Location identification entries
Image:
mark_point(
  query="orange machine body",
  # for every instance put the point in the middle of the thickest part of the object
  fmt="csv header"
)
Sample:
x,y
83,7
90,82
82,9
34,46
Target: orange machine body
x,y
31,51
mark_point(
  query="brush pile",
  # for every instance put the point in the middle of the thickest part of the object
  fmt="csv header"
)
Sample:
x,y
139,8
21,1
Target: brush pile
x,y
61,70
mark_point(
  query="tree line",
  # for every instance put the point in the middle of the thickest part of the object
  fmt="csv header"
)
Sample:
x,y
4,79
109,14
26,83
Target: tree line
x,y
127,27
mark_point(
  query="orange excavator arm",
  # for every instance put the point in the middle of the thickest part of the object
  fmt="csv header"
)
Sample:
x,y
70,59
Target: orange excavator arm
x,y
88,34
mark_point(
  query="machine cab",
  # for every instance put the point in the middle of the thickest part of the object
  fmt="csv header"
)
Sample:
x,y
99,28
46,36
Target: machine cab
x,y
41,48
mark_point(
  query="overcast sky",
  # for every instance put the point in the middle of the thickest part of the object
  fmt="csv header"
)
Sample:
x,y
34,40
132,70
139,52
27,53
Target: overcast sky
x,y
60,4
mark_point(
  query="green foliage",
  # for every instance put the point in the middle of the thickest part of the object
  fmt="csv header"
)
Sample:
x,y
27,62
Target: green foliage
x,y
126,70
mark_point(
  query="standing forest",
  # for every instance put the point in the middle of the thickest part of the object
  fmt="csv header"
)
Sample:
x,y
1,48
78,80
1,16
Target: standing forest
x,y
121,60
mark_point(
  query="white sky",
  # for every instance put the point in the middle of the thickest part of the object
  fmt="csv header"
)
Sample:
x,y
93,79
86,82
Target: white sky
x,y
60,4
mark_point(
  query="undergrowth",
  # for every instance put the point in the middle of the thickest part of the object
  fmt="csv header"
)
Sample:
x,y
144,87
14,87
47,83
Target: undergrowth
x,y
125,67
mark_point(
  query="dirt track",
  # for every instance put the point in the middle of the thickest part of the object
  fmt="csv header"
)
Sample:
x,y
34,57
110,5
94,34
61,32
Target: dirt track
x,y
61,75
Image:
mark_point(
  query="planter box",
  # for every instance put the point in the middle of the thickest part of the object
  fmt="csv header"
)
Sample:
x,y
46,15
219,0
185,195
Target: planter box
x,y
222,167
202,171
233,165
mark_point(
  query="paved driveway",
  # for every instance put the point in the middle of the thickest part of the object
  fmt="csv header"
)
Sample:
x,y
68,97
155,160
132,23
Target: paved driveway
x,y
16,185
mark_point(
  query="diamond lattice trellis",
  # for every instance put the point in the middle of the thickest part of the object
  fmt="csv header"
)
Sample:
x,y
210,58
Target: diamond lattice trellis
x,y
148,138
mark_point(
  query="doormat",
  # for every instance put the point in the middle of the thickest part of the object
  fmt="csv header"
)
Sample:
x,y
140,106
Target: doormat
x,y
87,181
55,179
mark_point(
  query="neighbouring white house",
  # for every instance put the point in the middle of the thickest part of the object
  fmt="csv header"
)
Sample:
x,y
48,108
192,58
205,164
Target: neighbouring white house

WRITTEN REQUEST
Find each line above that contains the word "overcast", with case counting, and copy every such line in full.

ANSWER TO THE EXERCISE
  query="overcast sky",
Target: overcast sky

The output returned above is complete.